> **GIVEN ENTRIES**:
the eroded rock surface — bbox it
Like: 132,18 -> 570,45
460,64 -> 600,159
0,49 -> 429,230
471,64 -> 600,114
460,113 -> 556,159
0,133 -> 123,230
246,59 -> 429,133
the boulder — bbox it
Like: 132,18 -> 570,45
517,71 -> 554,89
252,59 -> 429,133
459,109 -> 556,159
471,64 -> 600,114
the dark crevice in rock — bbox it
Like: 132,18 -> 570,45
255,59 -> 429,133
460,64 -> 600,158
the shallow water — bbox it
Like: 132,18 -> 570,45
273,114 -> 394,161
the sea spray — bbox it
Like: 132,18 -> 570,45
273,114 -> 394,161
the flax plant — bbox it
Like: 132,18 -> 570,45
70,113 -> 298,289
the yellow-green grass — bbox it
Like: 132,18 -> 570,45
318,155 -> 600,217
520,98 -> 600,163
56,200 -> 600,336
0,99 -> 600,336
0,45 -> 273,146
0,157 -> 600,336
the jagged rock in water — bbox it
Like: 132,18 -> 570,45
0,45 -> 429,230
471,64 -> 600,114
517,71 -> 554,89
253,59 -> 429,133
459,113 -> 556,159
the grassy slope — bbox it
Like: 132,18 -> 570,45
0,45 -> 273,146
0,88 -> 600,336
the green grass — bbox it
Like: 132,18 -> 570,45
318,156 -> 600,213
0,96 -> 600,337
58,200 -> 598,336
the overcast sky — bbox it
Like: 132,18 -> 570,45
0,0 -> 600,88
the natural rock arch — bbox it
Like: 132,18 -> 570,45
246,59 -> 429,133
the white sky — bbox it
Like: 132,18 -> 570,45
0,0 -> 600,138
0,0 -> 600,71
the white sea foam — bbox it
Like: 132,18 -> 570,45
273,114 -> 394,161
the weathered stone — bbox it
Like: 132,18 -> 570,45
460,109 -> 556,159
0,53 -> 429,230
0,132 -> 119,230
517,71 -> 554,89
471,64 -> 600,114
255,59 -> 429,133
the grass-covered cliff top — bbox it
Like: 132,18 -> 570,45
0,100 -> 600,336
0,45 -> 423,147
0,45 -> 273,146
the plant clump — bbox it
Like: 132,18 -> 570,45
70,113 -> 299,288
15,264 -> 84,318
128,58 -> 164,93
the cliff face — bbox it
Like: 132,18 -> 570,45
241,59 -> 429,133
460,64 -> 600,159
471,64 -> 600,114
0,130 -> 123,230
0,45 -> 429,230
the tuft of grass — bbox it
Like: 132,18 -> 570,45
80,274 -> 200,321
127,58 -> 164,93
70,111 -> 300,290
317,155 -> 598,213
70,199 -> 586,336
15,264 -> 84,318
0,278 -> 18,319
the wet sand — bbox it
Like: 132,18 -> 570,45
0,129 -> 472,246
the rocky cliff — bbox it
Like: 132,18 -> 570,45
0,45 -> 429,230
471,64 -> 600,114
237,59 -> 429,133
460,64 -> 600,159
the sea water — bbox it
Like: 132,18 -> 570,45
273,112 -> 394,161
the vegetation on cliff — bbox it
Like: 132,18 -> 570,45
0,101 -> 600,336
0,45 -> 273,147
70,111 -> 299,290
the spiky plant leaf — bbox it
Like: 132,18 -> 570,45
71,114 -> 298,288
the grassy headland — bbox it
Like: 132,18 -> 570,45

> **EXERCISE**: Retype all of the records above line for line, without changing a single character.

> **REPLY TO THE TASK**:
the eroded rock surface — bbox it
Like: 132,18 -> 570,45
460,64 -> 600,159
0,49 -> 429,230
471,64 -> 600,114
460,113 -> 556,159
0,133 -> 123,230
246,59 -> 429,133
the boulder — bbox it
Like: 132,18 -> 570,45
517,71 -> 554,89
252,59 -> 429,133
459,109 -> 556,159
471,64 -> 600,114
the dark crevice in rock — bbox it
Like: 132,18 -> 570,45
255,59 -> 429,133
460,64 -> 600,158
the shallow water — bbox it
Like: 132,18 -> 570,45
273,114 -> 394,161
the sea spray — bbox it
Like: 132,18 -> 570,45
273,114 -> 394,161
the flax plant — bbox it
Like: 132,18 -> 570,45
70,113 -> 298,289
the yellow-green grass — bbox it
Like: 132,18 -> 570,45
318,155 -> 600,217
520,98 -> 600,163
56,200 -> 600,336
0,99 -> 600,336
0,45 -> 273,146
0,157 -> 600,336
the jagged rock in water — bbox it
Like: 132,18 -> 570,45
0,45 -> 429,230
471,64 -> 600,114
517,71 -> 554,89
253,59 -> 429,133
459,113 -> 556,159
the grassy slope — bbox it
Like: 132,18 -> 570,45
0,45 -> 273,146
0,88 -> 600,336
the green grass — bbox it
Like: 132,18 -> 570,45
318,156 -> 600,213
0,96 -> 600,337
58,200 -> 598,336
the overcast sky — bbox it
Like: 132,18 -> 570,45
0,0 -> 600,88
the natural rock arch — bbox it
Like: 132,18 -> 570,45
246,59 -> 429,133
the white sky — bbox it
Like: 132,18 -> 570,45
0,0 -> 600,138
0,0 -> 600,71
the white sea foam — bbox it
Like: 132,18 -> 570,45
273,114 -> 394,161
the weathered stone — bbox it
Like: 132,18 -> 570,45
460,109 -> 556,159
0,53 -> 429,230
0,132 -> 119,230
517,71 -> 554,89
471,64 -> 600,114
255,59 -> 429,133
the grass-covered cliff top — bbox it
Like: 132,18 -> 570,45
0,100 -> 600,336
0,45 -> 423,147
0,45 -> 273,146
the plant clump — bbox it
Like: 132,18 -> 570,45
70,113 -> 299,288
15,264 -> 84,318
128,58 -> 164,93
the cliff face — bbox it
Like: 132,18 -> 570,45
241,59 -> 429,133
460,64 -> 600,159
471,64 -> 600,114
0,130 -> 123,230
0,45 -> 429,230
the tuft of grass — bbox it
Like: 132,18 -> 570,45
80,274 -> 200,321
127,58 -> 164,93
70,111 -> 300,290
317,155 -> 598,213
70,199 -> 586,336
15,264 -> 84,318
0,278 -> 18,319
the wet sand — bbox it
Like: 132,18 -> 570,45
0,129 -> 472,246
the rocky cliff — bbox it
Like: 132,18 -> 570,45
0,45 -> 429,230
471,64 -> 600,114
237,59 -> 429,133
460,64 -> 600,159
the sea water — bbox it
Like: 132,18 -> 570,45
273,112 -> 394,161
the vegetation on cliff — bbox it
Like: 132,18 -> 570,45
0,101 -> 600,336
0,45 -> 273,147
70,111 -> 299,290
the spiky plant leaf — bbox it
Like: 132,18 -> 570,45
71,114 -> 298,288
the grassy headland — bbox it
Like: 132,18 -> 570,45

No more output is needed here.